WHAT YOU ARE ASKED TO DO: Can you reproduce every one of the records below word for word, leaving out the pictures?

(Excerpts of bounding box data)

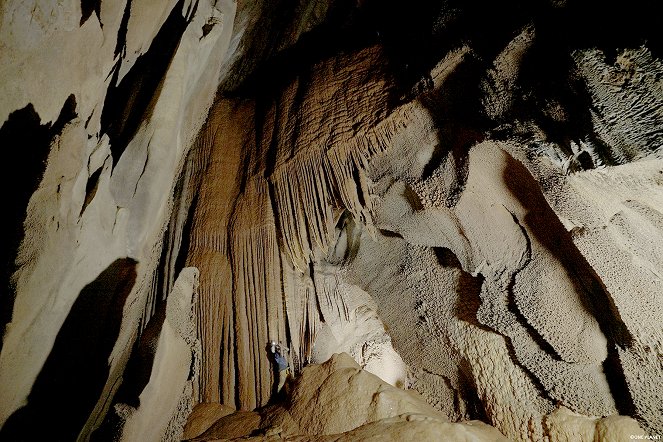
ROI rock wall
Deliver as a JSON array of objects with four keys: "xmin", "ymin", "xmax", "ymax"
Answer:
[{"xmin": 0, "ymin": 0, "xmax": 663, "ymax": 441}]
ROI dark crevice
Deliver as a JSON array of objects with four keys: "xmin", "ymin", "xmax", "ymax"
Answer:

WRITTEN SOLUTION:
ROI rock wall
Deliver as a JSON array of objects with four keys: "xmin", "ymin", "xmax", "ymax"
Answer:
[{"xmin": 0, "ymin": 0, "xmax": 663, "ymax": 441}]
ROI dark crevice
Deliver as a JSON array of objects with four keys: "xmin", "ymin", "xmax", "ymax"
Answer:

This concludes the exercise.